Referring expression data ::

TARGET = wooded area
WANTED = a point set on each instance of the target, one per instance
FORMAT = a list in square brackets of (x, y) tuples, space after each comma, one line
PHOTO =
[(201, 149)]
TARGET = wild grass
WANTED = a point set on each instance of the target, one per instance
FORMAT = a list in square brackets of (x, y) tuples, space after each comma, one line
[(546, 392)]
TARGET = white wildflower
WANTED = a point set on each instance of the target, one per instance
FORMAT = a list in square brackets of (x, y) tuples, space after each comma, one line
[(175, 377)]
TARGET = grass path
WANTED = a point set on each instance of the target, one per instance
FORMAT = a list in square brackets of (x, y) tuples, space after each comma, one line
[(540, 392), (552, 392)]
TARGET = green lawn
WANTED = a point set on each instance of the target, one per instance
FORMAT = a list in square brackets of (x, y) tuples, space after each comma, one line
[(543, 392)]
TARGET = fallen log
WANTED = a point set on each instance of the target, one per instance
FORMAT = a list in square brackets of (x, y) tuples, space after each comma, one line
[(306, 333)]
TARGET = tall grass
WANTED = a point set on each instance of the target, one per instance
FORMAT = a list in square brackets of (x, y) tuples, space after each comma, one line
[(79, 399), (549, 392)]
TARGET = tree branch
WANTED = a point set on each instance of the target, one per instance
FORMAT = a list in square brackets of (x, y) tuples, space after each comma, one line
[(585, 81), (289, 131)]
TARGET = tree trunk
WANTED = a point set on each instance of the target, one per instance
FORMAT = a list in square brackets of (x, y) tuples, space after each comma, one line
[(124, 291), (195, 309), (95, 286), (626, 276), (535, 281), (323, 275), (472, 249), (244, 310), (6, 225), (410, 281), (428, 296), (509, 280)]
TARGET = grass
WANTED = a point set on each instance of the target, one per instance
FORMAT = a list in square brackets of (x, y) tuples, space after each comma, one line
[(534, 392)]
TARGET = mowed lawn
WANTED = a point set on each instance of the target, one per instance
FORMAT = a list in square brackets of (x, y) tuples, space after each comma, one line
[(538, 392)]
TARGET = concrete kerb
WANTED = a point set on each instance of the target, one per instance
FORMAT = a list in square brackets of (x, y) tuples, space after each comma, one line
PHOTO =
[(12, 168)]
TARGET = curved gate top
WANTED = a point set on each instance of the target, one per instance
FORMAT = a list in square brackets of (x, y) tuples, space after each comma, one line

What the task asks :: Output exactly the lines above, from the one holding "TARGET = mowed lawn" through the end of the data, including the first and last.

Answer to this exercise ::
TARGET = mowed lawn
WANTED = a point set on each instance of the target, one per instance
FORMAT = a list in square brackets of (x, y) tuples, space after each comma, one line
[(538, 392)]
TARGET = concrete kerb
WANTED = a point set on each instance of the target, one per instance
FORMAT = a list in square brackets of (x, y) tuples, space after each comma, one line
PHOTO =
[(12, 168)]
TARGET = curved gate top
WANTED = a point set on each instance of the target, one per instance
FORMAT = a list in square brackets of (x, y) tuples, space after each comma, one line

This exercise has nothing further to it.